» SHORT EXERCISE
In the listing below, turn the lines from the one containing "Given the image above, the model predicts where the dark speckle" through the one containing "260], [115, 362, 171, 406]]" into a Markdown table with the columns "No." and "Text". Put each line in its own row, numbered in order, and skip any blank lines.

» Stored data
-------

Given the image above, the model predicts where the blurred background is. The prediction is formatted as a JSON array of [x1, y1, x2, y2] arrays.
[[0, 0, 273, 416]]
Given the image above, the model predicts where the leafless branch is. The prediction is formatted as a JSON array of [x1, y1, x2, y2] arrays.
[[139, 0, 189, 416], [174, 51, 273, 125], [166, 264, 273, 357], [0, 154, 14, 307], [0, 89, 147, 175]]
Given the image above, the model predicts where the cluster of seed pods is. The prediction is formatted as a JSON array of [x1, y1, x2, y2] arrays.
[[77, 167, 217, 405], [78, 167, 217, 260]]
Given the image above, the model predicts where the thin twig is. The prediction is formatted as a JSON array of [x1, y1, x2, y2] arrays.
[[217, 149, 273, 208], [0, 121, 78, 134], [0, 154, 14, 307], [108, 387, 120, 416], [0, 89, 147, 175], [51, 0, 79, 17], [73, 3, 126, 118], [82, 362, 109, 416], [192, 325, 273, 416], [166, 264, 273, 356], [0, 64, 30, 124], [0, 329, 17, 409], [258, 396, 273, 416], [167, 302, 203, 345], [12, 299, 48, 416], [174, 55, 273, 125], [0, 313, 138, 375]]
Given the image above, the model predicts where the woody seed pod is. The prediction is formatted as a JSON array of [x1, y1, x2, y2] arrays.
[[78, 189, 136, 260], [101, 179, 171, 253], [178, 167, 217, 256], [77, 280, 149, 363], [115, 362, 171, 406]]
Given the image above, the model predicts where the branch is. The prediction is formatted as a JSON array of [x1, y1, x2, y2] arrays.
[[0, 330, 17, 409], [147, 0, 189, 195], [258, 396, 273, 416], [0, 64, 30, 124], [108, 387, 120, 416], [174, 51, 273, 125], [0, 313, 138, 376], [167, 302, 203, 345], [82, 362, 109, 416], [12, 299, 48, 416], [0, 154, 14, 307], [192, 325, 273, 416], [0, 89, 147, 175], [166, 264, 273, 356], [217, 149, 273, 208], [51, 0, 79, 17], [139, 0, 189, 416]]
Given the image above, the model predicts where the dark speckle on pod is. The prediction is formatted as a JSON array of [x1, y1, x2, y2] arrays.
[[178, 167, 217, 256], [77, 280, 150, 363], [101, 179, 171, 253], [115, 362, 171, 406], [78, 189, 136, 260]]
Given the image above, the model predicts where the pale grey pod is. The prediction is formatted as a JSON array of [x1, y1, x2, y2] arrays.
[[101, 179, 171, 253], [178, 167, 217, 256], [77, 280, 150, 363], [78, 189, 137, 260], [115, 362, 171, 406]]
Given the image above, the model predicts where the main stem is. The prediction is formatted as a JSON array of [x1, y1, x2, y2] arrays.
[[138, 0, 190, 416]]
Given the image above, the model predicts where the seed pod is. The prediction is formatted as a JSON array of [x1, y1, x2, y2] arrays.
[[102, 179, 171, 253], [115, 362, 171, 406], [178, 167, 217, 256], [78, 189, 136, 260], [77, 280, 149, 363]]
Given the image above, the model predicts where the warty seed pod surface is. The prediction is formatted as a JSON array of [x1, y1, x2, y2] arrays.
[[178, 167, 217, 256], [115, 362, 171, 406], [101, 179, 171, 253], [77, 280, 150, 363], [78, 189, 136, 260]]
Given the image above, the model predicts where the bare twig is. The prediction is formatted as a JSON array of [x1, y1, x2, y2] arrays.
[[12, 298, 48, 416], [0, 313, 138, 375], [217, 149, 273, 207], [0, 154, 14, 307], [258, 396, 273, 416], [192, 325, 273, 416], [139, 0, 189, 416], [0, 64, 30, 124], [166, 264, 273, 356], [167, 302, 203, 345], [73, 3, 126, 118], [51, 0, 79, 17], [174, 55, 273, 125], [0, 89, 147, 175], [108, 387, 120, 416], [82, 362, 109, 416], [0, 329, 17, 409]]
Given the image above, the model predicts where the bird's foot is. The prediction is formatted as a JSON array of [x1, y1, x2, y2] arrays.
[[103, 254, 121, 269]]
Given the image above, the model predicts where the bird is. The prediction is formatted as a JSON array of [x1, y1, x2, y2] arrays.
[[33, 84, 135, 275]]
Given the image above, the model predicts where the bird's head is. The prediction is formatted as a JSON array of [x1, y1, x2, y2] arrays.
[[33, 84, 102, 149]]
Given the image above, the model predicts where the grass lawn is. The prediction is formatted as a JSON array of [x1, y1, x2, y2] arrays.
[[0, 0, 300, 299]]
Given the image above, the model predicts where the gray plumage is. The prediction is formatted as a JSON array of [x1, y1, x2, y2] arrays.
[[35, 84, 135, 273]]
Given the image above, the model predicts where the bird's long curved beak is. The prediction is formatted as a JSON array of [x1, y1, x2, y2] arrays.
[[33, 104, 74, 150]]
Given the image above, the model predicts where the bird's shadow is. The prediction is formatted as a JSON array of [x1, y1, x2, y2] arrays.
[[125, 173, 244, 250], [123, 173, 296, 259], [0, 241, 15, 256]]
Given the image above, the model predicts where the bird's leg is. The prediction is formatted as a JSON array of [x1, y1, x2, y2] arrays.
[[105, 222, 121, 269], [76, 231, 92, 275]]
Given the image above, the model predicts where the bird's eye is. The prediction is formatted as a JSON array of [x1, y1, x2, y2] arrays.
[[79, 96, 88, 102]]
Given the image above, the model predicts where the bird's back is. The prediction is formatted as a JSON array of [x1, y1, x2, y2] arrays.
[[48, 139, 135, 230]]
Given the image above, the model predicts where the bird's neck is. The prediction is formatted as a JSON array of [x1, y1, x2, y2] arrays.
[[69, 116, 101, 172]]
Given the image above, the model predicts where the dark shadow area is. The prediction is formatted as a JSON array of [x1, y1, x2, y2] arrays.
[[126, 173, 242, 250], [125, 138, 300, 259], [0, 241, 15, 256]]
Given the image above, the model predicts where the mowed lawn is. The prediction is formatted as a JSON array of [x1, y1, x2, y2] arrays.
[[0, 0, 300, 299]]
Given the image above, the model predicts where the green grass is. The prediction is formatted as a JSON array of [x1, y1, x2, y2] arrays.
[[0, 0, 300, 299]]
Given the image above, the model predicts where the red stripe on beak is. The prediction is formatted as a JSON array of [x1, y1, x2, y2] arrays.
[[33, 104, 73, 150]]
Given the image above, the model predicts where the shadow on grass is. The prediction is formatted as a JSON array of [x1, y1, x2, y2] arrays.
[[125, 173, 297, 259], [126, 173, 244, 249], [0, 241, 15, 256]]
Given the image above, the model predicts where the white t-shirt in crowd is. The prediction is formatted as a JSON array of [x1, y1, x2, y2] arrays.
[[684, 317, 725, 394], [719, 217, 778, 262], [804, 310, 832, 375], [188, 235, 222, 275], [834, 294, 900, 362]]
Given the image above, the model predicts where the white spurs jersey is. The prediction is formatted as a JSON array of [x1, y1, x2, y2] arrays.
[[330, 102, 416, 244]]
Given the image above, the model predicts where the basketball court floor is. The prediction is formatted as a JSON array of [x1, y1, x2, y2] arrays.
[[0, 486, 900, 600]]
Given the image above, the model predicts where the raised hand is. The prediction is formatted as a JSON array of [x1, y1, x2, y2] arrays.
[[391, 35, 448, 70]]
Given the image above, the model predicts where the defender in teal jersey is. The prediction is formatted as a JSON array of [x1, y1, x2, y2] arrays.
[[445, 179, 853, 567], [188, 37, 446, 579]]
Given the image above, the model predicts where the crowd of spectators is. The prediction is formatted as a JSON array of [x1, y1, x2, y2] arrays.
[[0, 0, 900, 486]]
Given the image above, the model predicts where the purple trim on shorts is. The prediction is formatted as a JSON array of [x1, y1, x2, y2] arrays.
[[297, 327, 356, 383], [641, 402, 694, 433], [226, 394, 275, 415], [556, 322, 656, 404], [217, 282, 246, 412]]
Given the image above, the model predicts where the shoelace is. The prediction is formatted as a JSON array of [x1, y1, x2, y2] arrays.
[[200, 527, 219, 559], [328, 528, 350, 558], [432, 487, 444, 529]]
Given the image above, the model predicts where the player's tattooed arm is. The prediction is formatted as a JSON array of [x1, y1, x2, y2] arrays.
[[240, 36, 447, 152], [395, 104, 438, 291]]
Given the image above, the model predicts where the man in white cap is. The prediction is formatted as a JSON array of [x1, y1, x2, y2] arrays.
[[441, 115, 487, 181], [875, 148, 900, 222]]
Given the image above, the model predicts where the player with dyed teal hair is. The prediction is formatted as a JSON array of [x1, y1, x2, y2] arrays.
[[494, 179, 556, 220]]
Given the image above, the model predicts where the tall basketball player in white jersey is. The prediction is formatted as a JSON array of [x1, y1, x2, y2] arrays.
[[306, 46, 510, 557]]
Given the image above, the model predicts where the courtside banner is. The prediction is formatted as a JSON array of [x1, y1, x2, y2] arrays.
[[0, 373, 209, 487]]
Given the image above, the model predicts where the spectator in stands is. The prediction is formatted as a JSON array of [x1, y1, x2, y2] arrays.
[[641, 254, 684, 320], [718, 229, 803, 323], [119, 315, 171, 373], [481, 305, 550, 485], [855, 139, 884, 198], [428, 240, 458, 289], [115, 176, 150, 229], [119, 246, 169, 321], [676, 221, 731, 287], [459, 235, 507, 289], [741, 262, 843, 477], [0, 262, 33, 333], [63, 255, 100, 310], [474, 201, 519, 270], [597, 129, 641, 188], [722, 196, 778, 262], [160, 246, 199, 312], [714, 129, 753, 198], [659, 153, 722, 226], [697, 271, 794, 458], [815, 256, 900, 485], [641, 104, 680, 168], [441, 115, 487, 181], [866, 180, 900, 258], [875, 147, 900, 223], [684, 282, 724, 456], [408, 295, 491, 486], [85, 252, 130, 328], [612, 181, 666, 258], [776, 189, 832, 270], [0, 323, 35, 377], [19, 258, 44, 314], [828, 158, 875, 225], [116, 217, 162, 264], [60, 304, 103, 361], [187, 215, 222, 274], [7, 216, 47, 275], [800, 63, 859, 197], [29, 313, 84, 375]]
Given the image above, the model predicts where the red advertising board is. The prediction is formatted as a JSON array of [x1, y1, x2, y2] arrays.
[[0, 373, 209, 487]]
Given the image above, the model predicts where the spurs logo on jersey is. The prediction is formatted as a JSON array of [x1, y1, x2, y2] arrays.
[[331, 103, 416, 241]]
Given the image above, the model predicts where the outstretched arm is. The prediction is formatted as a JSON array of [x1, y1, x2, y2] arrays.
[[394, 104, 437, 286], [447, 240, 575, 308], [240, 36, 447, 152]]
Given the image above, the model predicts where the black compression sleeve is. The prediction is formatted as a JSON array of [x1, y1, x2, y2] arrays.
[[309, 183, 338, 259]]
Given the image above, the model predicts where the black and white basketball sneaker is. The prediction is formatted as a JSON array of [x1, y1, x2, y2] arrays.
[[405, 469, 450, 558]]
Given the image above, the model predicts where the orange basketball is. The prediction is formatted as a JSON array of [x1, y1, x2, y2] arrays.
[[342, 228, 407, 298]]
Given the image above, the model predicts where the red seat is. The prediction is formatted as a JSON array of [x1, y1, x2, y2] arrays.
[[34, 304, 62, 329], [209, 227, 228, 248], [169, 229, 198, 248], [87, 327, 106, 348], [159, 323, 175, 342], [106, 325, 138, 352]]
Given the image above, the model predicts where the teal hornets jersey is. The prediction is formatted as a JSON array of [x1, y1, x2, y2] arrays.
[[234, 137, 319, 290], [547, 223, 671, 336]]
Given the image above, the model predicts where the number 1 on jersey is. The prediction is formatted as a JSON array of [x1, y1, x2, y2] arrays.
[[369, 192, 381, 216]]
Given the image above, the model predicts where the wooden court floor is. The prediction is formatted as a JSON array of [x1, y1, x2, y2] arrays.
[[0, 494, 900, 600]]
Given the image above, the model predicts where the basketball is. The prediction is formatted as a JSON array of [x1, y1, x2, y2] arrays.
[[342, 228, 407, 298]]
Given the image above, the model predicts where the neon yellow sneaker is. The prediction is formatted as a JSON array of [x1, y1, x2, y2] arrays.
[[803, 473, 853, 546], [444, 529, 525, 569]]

-------

» COMPLETED EXERCISE
| No. | Text |
|---|---|
| 1 | Given the image above, the model predicts where the dark speckle on pod is. The prediction is formatted as a JSON array of [x1, y1, x2, y2] arrays. |
| 2 | [[178, 167, 217, 256], [77, 280, 150, 363], [101, 179, 171, 253], [115, 362, 171, 406], [78, 189, 136, 260]] |
| 3 | Given the image above, the model predicts where the pale grey pod is. The prediction is formatted as a JSON array of [x1, y1, x2, y2] arrays. |
| 4 | [[101, 179, 171, 253], [178, 167, 217, 256], [77, 280, 150, 363], [78, 189, 137, 260], [115, 362, 171, 406]] |